Geben Sie aus dem untenstehenden Material alle Zeilen von der Zeile mit „Give the segmentation of every instance of the clear“ bis einschließlich der Zeile mit „M 196 0 L 39“ vollständig wieder, auch die Zeilen ohne Koordinaten. Skalieren Sie dabei nur die Koordinaten in den Antworten mit dem Faktor 0,3 und runden Sie auf ganze Zahlen, wobei Hälften aufgerundet werden; alle übrigen Zahlen bleiben unverändert.

☆ ☆ ☆ ☆ ☆

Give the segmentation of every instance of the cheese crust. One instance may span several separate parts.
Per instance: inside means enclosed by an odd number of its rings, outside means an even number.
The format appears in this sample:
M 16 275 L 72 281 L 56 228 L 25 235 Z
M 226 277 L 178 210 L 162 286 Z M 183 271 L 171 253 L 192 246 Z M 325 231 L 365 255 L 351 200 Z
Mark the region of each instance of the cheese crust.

☆ ☆ ☆ ☆ ☆

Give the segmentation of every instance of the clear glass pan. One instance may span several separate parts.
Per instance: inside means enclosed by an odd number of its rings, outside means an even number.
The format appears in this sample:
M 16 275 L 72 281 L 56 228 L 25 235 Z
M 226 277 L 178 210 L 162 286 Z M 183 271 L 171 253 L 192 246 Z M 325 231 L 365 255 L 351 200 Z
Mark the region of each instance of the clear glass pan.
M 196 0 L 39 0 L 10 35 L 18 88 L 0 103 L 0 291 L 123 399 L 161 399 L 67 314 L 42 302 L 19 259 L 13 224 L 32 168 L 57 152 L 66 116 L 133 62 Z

☆ ☆ ☆ ☆ ☆

▶ [Ergebnis]:
Give the segmentation of every instance of the clear glass pan. One instance may span several separate parts.
Per instance: inside means enclosed by an odd number of its rings, outside means an even number.
The format appears in this sample:
M 16 275 L 72 281 L 56 228 L 25 235 Z
M 226 277 L 178 210 L 162 286 Z M 183 271 L 171 253 L 192 246 Z M 325 231 L 365 255 L 351 200 Z
Mark the region of each instance of the clear glass pan.
M 59 0 L 12 0 L 3 11 L 5 26 L 0 31 L 0 87 L 37 120 L 48 120 L 20 94 L 13 91 L 6 78 L 4 67 L 10 50 L 17 46 L 20 35 L 40 19 Z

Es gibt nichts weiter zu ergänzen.